┌─ Raw data
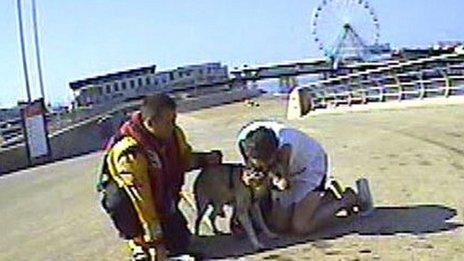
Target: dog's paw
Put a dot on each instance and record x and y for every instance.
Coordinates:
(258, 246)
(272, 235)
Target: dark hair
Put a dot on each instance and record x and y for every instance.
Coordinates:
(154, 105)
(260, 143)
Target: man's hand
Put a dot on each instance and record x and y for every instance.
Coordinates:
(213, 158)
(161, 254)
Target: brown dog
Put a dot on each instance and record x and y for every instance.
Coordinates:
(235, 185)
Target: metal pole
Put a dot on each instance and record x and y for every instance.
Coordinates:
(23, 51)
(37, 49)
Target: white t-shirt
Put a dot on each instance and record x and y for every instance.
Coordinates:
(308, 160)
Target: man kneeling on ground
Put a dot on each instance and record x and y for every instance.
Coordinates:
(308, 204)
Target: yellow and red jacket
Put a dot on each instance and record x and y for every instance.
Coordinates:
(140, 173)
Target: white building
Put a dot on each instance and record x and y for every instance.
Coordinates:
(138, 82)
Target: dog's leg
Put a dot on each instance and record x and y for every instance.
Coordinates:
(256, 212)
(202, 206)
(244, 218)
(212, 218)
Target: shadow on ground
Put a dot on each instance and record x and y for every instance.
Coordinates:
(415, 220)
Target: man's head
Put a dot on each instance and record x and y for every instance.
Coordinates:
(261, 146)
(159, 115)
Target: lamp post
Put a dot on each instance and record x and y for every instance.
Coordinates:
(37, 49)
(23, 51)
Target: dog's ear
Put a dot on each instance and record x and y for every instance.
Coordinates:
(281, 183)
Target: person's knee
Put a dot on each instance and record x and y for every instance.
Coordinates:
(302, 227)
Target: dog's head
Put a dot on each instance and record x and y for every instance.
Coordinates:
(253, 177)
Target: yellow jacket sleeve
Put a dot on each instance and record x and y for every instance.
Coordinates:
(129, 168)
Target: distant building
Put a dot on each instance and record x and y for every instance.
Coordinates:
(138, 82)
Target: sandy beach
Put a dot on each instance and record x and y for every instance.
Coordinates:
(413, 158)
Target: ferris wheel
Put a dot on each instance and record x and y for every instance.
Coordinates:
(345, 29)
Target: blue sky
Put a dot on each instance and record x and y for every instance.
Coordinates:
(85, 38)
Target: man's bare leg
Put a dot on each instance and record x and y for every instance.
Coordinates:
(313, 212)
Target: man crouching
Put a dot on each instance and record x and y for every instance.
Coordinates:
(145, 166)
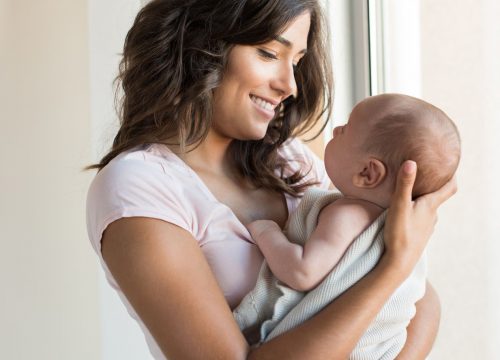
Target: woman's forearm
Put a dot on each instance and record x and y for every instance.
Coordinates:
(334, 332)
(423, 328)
└─
┌─ Raw data
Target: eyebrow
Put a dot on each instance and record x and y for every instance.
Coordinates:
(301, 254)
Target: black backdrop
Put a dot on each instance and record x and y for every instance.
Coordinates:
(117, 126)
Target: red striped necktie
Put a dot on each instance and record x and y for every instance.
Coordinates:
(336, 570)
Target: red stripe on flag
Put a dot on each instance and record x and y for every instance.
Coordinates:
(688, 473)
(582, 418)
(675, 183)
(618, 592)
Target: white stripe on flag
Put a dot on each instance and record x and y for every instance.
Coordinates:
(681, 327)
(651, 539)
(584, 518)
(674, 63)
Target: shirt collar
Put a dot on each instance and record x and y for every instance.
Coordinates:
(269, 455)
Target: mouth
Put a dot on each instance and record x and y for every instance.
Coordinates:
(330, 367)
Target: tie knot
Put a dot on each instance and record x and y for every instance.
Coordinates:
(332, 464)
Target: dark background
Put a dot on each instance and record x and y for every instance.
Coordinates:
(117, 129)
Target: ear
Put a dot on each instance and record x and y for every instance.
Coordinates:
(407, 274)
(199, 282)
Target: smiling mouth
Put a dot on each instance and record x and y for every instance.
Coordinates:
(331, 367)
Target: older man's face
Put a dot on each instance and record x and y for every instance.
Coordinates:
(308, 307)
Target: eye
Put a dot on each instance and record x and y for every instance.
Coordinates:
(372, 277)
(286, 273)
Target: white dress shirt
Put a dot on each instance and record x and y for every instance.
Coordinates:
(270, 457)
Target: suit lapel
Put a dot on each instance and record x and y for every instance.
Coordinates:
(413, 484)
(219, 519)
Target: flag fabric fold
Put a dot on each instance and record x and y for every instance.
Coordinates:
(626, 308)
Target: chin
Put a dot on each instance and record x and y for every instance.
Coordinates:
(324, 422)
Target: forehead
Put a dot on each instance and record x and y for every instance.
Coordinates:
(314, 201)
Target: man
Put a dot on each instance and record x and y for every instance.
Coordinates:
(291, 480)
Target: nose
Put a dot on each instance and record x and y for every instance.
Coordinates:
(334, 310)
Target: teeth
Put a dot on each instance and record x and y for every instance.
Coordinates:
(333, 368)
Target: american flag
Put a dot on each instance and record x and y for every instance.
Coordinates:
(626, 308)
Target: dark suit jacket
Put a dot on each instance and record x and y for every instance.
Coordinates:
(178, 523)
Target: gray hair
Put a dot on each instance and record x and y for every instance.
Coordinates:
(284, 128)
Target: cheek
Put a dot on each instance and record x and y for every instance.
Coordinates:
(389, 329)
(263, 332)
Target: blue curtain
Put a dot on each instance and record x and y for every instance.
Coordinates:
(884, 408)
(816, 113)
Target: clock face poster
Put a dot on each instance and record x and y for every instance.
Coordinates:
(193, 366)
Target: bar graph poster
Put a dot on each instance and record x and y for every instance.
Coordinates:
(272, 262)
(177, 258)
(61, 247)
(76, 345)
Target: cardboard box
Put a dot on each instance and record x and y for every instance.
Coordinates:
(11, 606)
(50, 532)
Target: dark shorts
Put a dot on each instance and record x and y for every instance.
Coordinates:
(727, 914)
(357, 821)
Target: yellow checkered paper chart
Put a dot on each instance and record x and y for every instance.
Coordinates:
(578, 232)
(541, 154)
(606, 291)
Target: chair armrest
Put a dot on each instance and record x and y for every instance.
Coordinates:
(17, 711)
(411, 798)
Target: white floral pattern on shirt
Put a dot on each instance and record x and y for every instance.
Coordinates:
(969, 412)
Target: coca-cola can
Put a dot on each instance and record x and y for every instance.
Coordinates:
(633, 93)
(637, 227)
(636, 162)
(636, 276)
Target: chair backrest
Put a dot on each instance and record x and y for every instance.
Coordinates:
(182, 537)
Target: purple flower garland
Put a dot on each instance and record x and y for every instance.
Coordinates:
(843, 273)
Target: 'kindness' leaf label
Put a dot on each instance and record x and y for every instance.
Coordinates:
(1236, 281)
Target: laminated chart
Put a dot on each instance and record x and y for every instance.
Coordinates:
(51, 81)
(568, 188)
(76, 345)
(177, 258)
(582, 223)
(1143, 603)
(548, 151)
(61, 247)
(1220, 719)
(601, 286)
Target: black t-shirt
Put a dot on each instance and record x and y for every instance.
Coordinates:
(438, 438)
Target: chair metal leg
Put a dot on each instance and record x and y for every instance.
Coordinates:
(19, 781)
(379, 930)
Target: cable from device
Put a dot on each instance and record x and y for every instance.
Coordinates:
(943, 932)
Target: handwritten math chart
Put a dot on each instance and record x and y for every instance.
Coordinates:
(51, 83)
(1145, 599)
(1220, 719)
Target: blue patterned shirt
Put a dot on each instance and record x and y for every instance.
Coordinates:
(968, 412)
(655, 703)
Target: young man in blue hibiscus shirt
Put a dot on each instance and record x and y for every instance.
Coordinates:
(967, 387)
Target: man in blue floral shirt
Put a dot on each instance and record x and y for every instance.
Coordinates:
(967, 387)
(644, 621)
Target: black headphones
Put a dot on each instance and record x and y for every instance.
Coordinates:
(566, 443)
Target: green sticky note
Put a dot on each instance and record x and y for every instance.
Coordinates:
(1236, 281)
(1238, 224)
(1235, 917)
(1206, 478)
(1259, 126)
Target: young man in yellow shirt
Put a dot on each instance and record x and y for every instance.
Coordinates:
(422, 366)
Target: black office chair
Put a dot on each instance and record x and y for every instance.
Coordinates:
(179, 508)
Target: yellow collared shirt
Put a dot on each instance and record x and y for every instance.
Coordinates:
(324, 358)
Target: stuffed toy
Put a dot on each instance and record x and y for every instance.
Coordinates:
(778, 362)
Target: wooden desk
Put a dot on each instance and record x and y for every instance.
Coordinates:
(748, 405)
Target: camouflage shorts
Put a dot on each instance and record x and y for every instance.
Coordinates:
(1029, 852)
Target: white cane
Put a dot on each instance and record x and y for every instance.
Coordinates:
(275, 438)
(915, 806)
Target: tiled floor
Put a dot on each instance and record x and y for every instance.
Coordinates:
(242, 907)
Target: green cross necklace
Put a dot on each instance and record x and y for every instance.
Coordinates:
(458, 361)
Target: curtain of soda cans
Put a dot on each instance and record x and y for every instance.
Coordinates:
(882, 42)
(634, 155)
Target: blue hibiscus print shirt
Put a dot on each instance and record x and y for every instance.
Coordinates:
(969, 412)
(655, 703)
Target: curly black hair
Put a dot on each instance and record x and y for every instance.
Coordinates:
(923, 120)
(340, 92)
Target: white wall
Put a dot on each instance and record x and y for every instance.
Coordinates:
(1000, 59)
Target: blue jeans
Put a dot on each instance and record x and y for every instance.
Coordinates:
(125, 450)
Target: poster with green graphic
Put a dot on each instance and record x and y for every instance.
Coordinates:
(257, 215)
└─
┌─ Raw data
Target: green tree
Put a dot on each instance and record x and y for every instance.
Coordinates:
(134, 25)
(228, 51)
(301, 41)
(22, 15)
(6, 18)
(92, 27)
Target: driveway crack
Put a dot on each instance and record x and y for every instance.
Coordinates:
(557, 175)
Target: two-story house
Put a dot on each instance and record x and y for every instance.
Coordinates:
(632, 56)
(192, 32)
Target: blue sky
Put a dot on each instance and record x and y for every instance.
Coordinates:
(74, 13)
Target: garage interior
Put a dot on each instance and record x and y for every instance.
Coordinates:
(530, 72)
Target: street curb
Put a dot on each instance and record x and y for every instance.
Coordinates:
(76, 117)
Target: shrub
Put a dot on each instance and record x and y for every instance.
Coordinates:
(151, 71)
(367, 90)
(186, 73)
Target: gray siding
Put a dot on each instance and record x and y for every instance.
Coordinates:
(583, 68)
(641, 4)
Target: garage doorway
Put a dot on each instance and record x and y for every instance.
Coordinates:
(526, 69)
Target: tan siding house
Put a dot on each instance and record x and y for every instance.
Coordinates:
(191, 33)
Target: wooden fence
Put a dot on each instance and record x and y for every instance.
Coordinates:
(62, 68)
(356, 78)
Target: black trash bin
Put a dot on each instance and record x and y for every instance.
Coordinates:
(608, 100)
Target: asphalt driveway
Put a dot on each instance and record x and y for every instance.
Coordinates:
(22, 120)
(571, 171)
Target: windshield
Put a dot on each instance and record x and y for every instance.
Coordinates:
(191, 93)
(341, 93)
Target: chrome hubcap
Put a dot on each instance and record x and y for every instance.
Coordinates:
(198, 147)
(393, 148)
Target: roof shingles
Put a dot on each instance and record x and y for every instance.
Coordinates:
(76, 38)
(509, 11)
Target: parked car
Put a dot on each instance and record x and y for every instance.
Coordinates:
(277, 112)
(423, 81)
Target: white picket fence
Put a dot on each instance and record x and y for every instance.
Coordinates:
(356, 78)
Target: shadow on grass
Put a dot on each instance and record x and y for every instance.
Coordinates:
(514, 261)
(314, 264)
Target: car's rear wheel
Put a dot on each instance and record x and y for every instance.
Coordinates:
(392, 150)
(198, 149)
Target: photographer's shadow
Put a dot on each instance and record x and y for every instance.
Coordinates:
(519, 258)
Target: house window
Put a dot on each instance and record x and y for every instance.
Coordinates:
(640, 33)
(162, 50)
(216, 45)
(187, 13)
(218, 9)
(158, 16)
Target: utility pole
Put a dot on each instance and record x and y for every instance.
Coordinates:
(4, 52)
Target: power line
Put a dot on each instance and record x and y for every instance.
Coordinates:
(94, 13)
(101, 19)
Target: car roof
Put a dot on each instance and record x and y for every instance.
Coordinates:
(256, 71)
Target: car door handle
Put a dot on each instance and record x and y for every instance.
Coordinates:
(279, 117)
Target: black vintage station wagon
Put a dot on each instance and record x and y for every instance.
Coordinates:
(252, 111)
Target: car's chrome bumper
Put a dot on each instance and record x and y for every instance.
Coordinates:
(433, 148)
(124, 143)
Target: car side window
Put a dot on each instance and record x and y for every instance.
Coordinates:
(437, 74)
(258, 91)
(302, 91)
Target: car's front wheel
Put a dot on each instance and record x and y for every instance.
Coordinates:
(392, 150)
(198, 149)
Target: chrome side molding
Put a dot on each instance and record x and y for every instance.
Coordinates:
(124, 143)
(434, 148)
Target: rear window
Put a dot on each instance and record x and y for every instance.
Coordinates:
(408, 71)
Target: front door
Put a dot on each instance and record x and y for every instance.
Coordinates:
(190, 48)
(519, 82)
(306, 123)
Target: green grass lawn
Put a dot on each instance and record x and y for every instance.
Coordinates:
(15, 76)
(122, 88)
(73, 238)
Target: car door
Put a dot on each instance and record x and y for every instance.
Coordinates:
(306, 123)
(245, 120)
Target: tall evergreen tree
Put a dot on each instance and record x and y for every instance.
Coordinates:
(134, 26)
└─
▶ [Work instructions]:
Which lines above contain the word "building"? Select each of them and copy it out.

▶ [Exercise answer]:
Target: white building
Target: distant building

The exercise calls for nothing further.